Input material ▸

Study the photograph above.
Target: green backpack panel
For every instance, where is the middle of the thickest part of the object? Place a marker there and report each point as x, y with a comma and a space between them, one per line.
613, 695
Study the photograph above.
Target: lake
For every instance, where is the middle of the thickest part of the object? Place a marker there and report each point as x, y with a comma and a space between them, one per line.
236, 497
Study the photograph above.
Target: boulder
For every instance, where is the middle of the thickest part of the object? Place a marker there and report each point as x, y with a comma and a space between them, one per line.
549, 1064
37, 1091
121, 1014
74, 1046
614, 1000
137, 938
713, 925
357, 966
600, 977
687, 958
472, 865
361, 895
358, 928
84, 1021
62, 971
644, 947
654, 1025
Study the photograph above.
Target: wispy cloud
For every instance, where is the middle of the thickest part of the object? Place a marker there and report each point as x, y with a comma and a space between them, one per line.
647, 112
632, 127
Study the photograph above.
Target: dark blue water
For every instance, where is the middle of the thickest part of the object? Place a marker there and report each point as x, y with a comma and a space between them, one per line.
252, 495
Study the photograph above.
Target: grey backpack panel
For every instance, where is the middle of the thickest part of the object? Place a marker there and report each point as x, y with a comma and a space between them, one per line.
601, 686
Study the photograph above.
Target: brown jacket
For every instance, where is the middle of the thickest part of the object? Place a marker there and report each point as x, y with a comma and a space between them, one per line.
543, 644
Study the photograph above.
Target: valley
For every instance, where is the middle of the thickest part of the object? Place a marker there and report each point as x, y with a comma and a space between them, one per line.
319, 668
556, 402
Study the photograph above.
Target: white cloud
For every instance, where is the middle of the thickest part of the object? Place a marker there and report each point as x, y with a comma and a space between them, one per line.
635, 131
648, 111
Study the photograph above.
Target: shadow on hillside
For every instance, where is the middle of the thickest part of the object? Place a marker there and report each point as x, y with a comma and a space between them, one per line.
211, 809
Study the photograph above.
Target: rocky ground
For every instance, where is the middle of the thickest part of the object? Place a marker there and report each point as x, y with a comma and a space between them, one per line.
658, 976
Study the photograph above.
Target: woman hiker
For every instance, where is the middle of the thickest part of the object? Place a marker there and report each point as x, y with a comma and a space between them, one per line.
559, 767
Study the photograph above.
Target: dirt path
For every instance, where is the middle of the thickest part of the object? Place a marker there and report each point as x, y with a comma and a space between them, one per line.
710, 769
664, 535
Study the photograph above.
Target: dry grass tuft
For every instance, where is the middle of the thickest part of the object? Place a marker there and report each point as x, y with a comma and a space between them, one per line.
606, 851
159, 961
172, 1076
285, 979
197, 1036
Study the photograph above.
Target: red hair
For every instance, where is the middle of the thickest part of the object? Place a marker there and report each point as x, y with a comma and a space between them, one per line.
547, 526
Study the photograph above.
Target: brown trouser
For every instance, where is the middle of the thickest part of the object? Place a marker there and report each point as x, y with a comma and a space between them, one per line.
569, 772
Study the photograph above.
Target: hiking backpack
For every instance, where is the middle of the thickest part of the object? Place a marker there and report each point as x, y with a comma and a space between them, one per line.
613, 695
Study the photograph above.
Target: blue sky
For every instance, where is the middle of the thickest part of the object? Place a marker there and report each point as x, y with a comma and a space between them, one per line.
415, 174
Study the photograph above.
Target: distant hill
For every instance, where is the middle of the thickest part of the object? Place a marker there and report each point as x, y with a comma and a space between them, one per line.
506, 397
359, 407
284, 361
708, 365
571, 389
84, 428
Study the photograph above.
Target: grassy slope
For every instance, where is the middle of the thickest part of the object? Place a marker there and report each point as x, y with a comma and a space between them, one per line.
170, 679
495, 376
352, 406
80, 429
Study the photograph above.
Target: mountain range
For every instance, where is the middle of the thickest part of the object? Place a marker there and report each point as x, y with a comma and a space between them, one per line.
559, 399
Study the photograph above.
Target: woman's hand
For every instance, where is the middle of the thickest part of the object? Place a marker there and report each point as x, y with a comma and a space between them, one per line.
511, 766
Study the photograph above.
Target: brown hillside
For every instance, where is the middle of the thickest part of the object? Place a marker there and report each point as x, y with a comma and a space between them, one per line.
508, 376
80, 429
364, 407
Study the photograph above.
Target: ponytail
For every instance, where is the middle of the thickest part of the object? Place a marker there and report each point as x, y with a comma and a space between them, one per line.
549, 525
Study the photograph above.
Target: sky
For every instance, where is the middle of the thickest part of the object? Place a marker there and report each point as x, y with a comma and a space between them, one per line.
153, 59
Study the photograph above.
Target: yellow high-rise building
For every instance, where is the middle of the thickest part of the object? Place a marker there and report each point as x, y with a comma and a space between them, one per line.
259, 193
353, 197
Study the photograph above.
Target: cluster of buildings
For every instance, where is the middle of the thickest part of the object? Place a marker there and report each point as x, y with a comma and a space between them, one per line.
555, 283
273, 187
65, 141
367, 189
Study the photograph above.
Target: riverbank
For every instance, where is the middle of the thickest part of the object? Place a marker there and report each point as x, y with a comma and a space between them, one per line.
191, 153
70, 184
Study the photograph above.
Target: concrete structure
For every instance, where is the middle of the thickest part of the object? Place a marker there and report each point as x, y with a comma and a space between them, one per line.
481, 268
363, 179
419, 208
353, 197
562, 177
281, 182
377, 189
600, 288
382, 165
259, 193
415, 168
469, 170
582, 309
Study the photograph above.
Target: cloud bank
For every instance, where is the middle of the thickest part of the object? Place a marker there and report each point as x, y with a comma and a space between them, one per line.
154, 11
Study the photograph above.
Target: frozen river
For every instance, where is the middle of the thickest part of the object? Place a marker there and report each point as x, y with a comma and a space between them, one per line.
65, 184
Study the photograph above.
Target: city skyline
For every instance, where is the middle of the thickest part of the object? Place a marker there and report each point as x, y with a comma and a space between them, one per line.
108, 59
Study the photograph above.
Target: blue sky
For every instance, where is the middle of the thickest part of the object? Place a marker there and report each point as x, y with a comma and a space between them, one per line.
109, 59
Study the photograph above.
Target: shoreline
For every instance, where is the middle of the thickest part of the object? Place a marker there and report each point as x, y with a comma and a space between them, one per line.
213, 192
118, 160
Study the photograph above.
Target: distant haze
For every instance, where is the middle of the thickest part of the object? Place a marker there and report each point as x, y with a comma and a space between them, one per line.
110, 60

Your objective ▸ Write out all the entries exactly.

Answer to this exercise ▸
Study the photograph above.
Target: green backpack panel
For every instance, where is the middle of the thickest part of the object? Place a marker there and report each point as x, y with a comma and a space between them, one per line.
613, 695
Study the photograph above.
Target: lake
For every instance, where is the middle of the thickest part of the object? Place a marker there and report each point as x, y with a comma and a space between them, one per line.
236, 497
Study the photograph above.
Target: boulder
For every instance, where is the middle of the thickest part of the object? Place a marker there and report each point as x, y with a comma and a space between them, one per line.
549, 1064
37, 1091
121, 1014
74, 1046
614, 1000
137, 938
713, 925
357, 966
600, 977
687, 958
472, 865
361, 895
358, 928
84, 1021
62, 971
644, 947
654, 1025
Study the photograph above.
Target: wispy cloud
For every instance, where is the middle of the thickest part of the object? Place a marker there and report each point as x, y with a comma and a space between them, one per line.
647, 112
632, 127
Study the photograph above.
Target: dark blue water
For every instance, where is the middle of the thickest part of the object? Place a marker there and report each point as x, y with a comma and a space between them, one per line.
252, 495
Study the photograph above.
Target: grey backpack panel
For every instance, where is the middle of the thickest part of the object? Place a marker there and report each point as x, y with a comma and a space between them, one per line.
601, 686
Study the photograph above.
Target: brown jacket
For every instance, where is the middle of the thickest part of the object? Place a marker there and report each point as x, y with a comma and a space between them, one per line.
543, 644
Study the photograph above.
Target: valley
For every instance, where is the middle of the thickest part of the object? Place a marker there and report each point as x, y with a comma and a space between them, one per line.
319, 668
556, 402
Study the photograph above.
Target: white cloud
For every instance, where is the middle of the thickest part of the object? Place a marker there and report each point as x, y with a comma and a space between them, one per line.
635, 131
648, 111
Study the photograph above.
Target: shadow on hillside
For every instance, where is the middle of the thickest part of the object? Place a marker there and report each point as x, y with a comma and a space between them, one per line.
211, 809
Study the photograph above.
Target: rocky ground
For every instance, where is the middle of the thickest part of the object? Place a marker there and report each point as x, y with a comma and a space between them, one per line.
658, 976
Study the photograph above.
Target: woman hiker
For every instance, where is the middle of the thickest part of the object? Place a marker there and report each point as x, y with a comma and a space between them, one per line.
559, 767
Study the photograph above.
Target: dirt path
For every instance, where is the middle of the thickest part of the object? Place a marker there and report each point as x, y with a comma and a space between them, one per line.
710, 769
664, 535
Study the photograph above.
Target: dry grass tuft
For every instance, where is the middle of the thickest part of the object? Place a marker there and report each point as x, y with a comma and a space between them, one per line.
606, 851
159, 961
172, 1076
285, 979
197, 1036
Study the photograph above.
Target: red hair
For every instance, where is the middle of the thickest part of the object? Place a marker there and report each point as x, y with a comma and a space between them, one per line.
547, 526
Study the photograph above.
Target: brown trouser
For every instance, where is the middle of the thickest part of the object? Place a marker there and report each point as x, y with a comma and a space between them, one per line.
569, 772
Study the photograph above.
Target: hiking backpack
For every instance, where is the middle of the thickest part of the object? Place a marker there and report each point as x, y with a comma and a space between them, one per line.
613, 695
Study the photograph above.
Target: blue sky
For every instance, where is the middle of the thickest part of the object? Place a marker there and report each point as x, y with a comma and a space between them, one per line.
415, 174
Study the photograph above.
Target: distant hill
For every instance, where is the middle of the thickest part of the object? Place a marker there and report each point as x, y with a comma and a space between them, one per line.
506, 397
359, 407
284, 361
708, 365
571, 389
84, 428
Study the photograph above.
Target: grassy slope
For every instance, where is the middle of the thickest part of the object? Place a marker there and report each point as x, y with a comma and a space between them, one per line.
170, 679
495, 376
352, 406
80, 429
Study the photograph above.
Target: mountain range
For every instance, where is the middle of the thickest part of the object? Place a marker there and report each point as x, y with a comma and a space between them, one per line.
559, 399
Study the photograph above.
Target: woman's hand
For every instance, where is the middle of the thickest part of the object? Place a marker there and report each point as x, y with a comma and a space between them, one per line.
511, 766
Study the photograph above.
Target: brown hillside
For every instance, where is the middle of the thickest part of the object? Place a marker there and report each point as x, y with a comma and a space between them, one per line.
508, 376
80, 429
364, 407
Study the photograph above.
Target: ponytail
For every instance, where is the middle of the thickest part of the object? Place a marker there and report each point as x, y with a comma and a space between them, one per line.
549, 525
Study the photograph above.
Target: sky
For every instance, where is the middle of the thickest part of the object? Place a marker there and report each point as x, y with a comma and a space between them, one per line.
153, 59
Study the photograph above.
Target: yellow high-rise building
For every instance, where is the middle of the thickest part of the object? Place a marker there and report each point as x, y with a comma and a space between them, one per line.
259, 193
353, 197
Study the photograph above.
Target: cluster of buildings
For every instance, where is the middle of the thickest part of the object? Place a marker there and report each point as x, y with a comma and a space between them, one per line.
555, 283
273, 187
65, 141
367, 189
Study the photograph above.
Target: riverbank
For every instance, where is the middle of the thickest part of the object? Place a marker there and report each point as x, y with a comma and a space between them, one per line.
191, 153
70, 184
Study the photograph above.
Target: concrete structure
For every instance, where is the middle of the thickest part of the object? Place a marker there and report each point as x, y with a comma and a space between them, one per line.
481, 268
363, 179
419, 208
353, 197
562, 177
281, 182
377, 189
600, 288
382, 165
259, 193
415, 168
469, 170
582, 309
Study the photograph above.
Target: cloud bank
For every instance, where is the middle of the thickest part of the object? Place a marker there and report each point as x, y with a comma and a space between them, one per line.
154, 11
Study the photograph above.
Target: frozen river
For every instance, where is the middle of the thickest part of the object? Place a marker there and report each point as x, y with a comma and a space between them, one per line.
65, 184
Study the photograph above.
Target: city skyline
For every instance, where is the middle of the thickest part of the object? Place a marker there and report each point as x, y with a comma and a space between them, one per line.
108, 59
Study the photograph above.
Target: blue sky
For every instance, where is the middle of the thickest part of the object? Place a marker there and report each point as x, y with a comma and a space between them, one per line.
109, 59
Study the photograph above.
Target: shoreline
For every instance, where is the middle of the thickest part of the object? Place a marker there and report each point as x, y with a comma and a space between them, one per line.
213, 192
118, 160
Study the photograph above.
Target: distant haze
For every instance, where is the middle of the thickest part of the object? Place a marker there and report each point as x, y with a comma and a space between them, one per line.
110, 60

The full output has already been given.